# DIRECTIONS FOR THIS TASK
Please find every line in the records below that contains the word "front", and copy it.
___ DATA EXTRACTS
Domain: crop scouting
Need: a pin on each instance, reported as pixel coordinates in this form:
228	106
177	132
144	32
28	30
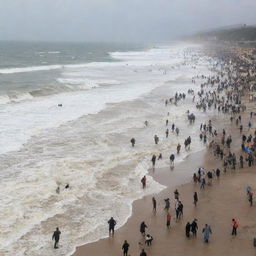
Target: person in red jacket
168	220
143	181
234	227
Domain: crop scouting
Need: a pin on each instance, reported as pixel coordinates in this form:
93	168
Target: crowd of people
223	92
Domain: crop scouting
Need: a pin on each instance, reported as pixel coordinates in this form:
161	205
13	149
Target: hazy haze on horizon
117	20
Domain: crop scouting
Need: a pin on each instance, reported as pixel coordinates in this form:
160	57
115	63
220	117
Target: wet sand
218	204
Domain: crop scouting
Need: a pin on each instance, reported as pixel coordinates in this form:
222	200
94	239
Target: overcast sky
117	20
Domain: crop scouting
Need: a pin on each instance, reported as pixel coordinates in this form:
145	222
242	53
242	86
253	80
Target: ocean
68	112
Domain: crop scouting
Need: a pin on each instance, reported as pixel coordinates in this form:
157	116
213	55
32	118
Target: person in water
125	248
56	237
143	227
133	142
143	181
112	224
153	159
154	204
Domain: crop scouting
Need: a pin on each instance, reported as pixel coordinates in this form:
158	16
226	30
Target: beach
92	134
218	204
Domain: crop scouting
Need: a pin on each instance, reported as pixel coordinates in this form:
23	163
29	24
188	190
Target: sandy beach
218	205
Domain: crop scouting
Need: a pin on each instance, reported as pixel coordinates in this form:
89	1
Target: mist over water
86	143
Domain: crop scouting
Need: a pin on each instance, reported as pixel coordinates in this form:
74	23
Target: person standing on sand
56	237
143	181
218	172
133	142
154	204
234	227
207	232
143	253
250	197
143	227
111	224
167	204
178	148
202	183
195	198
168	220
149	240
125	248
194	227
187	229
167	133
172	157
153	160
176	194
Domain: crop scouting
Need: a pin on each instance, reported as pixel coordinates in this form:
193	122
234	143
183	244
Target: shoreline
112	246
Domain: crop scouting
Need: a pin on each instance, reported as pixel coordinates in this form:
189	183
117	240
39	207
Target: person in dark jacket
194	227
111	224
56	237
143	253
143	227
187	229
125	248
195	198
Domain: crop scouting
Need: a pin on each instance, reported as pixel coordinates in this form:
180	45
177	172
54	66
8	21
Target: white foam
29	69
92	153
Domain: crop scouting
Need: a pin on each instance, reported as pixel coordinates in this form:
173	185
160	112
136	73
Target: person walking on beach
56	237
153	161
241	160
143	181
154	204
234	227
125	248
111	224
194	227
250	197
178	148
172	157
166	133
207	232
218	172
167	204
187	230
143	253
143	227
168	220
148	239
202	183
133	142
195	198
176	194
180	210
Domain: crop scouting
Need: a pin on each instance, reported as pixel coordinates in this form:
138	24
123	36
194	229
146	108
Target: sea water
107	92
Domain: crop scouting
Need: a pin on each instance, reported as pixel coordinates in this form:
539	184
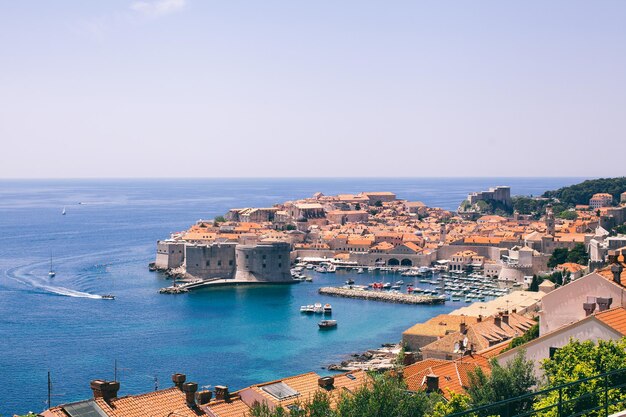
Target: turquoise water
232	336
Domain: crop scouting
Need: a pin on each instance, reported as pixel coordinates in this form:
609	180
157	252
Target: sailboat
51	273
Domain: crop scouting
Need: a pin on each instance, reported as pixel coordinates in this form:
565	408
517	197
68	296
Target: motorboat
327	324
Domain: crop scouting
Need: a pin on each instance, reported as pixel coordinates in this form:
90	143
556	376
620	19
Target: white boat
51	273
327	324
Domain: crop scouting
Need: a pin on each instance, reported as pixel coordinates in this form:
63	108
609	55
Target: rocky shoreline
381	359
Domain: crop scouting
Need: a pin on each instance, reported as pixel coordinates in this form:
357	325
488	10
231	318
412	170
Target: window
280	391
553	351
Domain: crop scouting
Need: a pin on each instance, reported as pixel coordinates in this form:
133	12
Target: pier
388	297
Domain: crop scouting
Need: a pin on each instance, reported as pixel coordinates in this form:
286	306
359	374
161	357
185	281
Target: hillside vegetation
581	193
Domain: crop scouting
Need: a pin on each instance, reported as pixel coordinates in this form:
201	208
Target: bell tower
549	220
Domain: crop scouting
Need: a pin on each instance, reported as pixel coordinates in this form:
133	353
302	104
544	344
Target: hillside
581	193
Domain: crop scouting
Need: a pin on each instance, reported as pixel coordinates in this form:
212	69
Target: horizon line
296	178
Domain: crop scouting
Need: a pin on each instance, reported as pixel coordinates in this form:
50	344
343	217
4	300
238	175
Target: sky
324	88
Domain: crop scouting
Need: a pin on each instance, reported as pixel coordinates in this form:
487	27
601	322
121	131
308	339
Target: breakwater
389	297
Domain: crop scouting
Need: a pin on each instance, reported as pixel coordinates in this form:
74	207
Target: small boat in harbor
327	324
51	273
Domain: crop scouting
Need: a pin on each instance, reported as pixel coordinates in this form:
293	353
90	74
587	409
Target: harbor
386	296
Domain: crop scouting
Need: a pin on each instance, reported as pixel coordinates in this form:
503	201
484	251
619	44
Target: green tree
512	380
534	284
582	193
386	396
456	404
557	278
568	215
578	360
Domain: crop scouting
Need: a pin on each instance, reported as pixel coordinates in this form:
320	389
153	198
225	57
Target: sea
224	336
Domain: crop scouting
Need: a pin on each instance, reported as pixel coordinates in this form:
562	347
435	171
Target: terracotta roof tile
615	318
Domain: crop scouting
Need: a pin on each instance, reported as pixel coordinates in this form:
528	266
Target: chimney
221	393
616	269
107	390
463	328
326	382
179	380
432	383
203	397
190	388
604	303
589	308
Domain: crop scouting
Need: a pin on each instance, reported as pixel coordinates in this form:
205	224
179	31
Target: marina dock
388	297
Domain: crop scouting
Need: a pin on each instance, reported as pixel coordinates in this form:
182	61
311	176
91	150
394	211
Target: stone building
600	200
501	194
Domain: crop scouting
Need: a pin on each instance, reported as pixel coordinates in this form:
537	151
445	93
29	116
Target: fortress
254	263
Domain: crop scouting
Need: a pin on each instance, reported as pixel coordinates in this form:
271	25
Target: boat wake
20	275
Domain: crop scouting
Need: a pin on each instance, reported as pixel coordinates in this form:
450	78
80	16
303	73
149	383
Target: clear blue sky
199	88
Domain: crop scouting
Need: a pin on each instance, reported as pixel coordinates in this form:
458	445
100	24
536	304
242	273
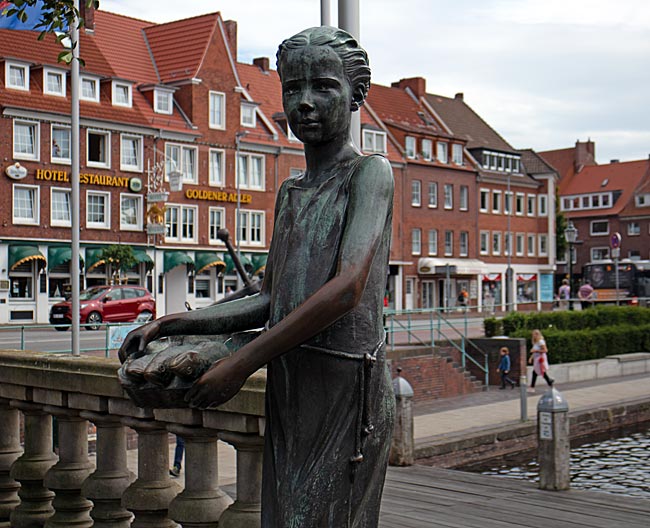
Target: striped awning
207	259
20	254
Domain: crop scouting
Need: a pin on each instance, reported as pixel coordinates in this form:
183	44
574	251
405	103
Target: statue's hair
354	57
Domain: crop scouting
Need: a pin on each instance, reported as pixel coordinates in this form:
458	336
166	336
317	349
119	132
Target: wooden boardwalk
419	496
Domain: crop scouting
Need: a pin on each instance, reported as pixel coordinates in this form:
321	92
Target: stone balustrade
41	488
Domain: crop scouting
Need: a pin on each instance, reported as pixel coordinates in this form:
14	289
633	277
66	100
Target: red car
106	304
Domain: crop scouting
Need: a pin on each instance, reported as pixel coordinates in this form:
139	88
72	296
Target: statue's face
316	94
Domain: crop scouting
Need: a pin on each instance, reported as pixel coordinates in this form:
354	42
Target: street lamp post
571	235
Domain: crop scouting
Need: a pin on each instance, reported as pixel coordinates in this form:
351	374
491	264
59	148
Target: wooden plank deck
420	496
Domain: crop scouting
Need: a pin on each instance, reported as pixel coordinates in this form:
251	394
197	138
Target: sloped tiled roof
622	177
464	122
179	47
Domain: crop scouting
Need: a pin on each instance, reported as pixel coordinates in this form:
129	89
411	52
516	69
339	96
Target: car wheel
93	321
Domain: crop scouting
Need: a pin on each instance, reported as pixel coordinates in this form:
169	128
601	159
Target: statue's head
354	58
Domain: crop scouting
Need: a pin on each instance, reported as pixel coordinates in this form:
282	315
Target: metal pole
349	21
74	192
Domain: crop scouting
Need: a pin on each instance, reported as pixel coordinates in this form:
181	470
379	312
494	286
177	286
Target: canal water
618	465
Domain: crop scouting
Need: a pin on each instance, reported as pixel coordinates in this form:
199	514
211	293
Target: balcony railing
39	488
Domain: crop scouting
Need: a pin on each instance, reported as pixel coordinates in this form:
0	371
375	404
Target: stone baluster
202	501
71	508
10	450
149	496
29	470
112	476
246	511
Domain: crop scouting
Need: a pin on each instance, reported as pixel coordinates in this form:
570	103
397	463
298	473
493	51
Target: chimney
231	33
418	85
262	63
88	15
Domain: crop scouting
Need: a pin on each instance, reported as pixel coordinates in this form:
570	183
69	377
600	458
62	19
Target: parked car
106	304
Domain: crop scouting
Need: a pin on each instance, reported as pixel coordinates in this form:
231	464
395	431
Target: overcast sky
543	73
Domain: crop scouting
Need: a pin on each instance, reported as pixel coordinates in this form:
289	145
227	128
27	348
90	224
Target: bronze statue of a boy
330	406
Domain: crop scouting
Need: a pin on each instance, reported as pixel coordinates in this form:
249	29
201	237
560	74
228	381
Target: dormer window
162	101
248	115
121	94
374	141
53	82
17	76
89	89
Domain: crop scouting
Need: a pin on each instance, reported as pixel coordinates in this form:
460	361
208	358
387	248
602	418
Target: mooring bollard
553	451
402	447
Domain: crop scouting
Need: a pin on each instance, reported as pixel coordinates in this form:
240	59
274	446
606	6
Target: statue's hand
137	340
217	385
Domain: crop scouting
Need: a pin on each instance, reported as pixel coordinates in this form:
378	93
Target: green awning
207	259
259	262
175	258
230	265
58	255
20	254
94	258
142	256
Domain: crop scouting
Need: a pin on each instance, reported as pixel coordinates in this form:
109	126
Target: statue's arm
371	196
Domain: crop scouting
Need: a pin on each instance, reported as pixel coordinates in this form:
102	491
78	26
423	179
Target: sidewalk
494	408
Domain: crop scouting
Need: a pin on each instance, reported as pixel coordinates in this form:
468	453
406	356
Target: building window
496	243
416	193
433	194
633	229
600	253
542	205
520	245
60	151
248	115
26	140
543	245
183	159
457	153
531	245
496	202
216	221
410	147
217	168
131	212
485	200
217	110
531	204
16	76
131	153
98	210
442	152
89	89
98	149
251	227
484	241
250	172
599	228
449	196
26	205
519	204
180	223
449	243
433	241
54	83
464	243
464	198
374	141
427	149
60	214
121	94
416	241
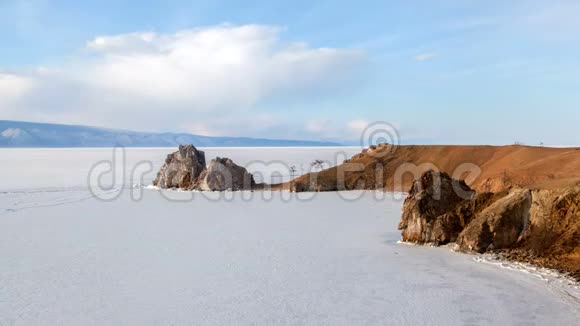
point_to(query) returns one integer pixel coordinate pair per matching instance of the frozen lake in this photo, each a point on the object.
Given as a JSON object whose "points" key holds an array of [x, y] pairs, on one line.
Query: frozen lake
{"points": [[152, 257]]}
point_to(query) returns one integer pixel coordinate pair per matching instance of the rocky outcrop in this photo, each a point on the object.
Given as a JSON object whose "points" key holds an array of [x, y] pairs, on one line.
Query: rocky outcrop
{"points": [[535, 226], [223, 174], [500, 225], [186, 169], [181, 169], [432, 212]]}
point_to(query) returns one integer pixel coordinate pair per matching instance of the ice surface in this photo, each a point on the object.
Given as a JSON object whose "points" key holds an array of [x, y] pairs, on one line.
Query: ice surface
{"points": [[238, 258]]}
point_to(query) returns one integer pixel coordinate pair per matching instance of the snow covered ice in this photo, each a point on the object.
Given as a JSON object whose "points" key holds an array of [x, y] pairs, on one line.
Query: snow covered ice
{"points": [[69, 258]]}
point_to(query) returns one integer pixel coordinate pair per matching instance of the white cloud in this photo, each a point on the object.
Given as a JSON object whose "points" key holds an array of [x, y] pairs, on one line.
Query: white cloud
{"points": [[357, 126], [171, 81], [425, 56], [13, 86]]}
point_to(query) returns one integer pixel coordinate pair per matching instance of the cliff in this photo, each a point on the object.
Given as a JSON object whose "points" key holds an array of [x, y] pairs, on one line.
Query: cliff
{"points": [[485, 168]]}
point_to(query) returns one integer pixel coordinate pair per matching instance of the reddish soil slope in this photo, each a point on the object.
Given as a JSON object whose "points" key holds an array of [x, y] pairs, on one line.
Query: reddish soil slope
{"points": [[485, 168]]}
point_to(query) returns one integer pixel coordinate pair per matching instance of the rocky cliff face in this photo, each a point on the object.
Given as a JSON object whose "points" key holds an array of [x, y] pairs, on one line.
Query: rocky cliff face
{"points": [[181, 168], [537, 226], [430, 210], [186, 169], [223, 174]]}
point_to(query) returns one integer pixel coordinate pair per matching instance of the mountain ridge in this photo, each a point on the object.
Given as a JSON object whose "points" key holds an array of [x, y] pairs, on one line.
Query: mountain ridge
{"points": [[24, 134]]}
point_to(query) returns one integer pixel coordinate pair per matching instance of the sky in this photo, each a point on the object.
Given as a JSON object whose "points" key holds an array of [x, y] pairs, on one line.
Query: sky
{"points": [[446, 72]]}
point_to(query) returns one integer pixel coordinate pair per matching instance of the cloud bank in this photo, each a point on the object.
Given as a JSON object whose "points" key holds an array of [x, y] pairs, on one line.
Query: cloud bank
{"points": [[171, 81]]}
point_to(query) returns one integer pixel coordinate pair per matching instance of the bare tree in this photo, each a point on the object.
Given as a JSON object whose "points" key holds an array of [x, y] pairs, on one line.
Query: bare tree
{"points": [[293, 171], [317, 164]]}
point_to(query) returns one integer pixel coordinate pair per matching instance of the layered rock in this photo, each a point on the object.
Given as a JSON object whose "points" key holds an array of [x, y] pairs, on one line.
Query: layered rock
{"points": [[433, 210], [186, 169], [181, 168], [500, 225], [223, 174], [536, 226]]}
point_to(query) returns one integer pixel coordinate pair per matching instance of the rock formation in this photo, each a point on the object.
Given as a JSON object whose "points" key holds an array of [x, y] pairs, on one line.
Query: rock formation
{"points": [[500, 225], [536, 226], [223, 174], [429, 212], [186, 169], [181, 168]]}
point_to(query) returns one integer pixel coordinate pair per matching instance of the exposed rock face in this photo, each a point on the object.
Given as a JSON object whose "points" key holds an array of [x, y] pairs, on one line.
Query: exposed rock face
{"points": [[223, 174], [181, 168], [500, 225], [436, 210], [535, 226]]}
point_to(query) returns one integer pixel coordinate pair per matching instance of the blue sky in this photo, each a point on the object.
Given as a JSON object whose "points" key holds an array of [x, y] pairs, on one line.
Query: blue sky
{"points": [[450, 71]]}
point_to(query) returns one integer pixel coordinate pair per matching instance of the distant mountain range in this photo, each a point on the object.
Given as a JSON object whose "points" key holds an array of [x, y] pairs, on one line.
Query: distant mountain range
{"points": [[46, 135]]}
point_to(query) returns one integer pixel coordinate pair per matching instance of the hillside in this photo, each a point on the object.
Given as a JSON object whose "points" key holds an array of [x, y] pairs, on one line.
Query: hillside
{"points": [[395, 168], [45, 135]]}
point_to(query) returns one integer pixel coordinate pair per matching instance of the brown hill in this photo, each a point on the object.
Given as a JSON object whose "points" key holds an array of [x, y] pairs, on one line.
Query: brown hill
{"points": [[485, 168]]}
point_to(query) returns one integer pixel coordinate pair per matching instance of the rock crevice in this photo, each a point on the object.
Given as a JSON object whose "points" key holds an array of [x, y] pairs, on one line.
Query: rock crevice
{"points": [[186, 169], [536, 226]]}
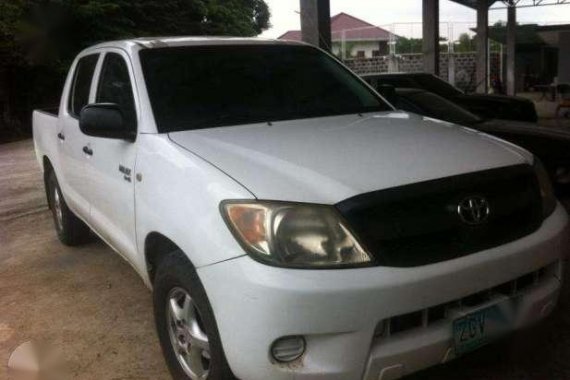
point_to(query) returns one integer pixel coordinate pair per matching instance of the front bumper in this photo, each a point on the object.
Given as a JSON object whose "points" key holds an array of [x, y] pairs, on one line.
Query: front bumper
______
# ANSWER
point_to(query) returns one integer pixel coordinate pair per matching instance of the front bumper in this photo, each a point on the object.
Query: front bumper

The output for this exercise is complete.